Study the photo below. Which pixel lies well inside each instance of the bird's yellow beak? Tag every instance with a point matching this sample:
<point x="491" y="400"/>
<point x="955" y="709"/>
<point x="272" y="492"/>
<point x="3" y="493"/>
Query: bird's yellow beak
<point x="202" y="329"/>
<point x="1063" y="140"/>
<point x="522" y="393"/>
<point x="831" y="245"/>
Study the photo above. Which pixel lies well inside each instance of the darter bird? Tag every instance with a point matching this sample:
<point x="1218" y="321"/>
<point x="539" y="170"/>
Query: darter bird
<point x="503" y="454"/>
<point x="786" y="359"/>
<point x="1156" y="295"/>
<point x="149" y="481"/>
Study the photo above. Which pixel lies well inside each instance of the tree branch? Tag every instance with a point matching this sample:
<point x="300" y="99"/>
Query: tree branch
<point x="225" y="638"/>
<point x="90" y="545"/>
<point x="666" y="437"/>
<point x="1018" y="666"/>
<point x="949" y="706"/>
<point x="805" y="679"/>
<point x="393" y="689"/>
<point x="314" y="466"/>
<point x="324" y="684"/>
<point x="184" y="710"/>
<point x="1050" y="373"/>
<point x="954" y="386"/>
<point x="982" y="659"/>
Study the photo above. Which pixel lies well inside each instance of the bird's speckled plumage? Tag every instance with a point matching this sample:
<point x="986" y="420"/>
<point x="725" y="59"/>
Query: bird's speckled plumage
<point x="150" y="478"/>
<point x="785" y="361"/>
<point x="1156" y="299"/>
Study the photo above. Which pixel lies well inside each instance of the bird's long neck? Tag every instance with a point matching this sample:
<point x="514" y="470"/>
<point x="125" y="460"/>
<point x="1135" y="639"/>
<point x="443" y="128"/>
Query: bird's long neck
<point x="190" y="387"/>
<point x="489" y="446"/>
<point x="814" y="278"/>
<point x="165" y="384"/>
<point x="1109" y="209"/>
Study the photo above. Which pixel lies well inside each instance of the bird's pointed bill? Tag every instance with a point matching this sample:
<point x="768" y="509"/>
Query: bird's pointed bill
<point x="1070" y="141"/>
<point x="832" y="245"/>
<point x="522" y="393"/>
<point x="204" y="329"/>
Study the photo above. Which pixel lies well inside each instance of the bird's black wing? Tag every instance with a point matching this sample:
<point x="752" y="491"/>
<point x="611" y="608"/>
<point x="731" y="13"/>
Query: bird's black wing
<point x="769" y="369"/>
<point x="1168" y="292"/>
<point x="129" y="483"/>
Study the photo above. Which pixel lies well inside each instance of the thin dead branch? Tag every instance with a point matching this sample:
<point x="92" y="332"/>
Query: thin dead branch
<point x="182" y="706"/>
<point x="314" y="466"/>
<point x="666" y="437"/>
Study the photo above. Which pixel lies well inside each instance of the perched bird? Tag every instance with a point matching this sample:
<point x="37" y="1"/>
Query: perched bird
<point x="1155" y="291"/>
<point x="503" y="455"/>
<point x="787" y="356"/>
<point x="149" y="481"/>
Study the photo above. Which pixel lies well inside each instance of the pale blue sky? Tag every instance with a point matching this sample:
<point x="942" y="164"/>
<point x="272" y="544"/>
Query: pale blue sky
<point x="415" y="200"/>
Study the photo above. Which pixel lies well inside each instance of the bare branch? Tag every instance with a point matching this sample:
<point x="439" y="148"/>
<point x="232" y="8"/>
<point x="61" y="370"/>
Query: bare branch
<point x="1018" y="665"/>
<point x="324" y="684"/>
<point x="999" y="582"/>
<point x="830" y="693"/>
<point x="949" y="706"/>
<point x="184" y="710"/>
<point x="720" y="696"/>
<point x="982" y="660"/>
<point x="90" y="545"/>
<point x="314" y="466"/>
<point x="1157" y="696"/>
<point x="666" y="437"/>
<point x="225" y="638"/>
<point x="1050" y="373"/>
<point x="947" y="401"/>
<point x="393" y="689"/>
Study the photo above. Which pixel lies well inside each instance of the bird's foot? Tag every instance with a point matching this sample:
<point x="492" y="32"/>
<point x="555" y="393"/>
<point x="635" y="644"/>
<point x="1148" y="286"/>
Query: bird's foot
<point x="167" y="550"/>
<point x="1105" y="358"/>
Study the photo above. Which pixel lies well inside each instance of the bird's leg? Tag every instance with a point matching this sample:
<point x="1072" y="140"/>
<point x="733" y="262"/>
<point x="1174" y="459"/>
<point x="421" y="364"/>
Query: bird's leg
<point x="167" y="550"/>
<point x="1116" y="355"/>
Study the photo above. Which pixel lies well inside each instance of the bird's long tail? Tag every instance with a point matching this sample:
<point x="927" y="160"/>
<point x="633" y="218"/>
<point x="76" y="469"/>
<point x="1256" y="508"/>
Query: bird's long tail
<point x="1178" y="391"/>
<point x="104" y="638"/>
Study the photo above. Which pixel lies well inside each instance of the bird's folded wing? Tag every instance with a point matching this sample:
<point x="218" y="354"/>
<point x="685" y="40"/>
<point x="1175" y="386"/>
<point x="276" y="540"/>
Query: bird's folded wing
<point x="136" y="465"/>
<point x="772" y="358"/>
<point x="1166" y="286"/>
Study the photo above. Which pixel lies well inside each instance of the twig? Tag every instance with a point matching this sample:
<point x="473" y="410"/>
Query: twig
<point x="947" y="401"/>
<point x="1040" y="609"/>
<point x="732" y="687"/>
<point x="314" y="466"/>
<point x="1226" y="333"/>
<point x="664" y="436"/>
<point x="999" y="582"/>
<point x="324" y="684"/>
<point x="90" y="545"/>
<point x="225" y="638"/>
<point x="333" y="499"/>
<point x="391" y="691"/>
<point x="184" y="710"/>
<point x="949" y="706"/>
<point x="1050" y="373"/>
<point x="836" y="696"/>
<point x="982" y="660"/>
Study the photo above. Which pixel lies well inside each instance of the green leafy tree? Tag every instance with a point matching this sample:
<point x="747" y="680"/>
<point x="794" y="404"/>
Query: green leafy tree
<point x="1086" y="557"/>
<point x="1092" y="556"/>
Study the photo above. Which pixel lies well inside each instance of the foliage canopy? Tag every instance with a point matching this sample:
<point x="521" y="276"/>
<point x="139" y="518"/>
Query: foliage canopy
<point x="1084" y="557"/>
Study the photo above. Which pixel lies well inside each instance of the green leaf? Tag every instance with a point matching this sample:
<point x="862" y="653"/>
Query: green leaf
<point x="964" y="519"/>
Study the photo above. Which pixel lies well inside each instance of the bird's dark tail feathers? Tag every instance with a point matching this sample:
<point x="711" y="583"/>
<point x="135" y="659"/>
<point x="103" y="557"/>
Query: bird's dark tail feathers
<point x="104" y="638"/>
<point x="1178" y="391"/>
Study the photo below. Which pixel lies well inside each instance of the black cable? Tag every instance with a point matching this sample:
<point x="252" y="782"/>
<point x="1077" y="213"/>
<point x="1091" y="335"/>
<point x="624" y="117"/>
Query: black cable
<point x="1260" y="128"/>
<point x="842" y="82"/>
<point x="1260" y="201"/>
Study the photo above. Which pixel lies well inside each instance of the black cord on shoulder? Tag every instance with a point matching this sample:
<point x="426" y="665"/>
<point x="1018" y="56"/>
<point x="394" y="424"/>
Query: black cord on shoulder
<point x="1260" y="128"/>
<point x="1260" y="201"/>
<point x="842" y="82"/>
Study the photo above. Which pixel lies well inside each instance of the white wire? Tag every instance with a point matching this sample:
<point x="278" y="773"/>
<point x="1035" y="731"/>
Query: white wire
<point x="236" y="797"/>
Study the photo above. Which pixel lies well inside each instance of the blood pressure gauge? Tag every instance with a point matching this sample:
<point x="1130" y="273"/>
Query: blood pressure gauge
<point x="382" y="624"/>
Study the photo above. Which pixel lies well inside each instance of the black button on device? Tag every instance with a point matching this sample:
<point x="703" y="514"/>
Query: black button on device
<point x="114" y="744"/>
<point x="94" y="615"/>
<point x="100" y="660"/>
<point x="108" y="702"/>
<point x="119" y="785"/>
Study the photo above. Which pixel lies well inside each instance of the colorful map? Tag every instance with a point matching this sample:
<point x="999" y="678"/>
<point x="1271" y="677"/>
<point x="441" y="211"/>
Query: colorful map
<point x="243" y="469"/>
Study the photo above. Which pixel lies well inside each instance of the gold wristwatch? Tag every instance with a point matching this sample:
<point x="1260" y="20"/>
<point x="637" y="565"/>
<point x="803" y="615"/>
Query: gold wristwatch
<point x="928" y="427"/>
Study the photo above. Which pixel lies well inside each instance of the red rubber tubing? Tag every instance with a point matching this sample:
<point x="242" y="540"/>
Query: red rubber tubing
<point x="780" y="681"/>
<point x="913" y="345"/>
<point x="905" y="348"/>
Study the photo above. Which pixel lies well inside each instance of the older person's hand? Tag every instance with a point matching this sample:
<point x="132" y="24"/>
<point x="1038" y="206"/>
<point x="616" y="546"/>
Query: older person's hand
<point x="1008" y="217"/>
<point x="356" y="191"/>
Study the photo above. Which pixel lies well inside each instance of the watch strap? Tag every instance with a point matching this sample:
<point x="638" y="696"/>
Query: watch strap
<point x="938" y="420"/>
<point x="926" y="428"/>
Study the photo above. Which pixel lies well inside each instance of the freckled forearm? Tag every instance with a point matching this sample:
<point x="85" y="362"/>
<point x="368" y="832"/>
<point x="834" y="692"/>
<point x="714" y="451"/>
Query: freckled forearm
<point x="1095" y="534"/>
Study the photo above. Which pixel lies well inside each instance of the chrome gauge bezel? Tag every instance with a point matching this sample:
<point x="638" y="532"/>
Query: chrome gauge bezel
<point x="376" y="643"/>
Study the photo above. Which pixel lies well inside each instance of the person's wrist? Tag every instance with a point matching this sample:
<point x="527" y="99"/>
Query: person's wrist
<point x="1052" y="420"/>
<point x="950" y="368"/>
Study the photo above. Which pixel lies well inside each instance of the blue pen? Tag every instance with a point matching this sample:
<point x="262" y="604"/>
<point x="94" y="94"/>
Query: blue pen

━━━━━━━━━━━━━━━━━━━━━━━━━━━━━━

# Task to carry out:
Within this listing, how many lines hold "below"? Give the number alone.

# Solution to this task:
2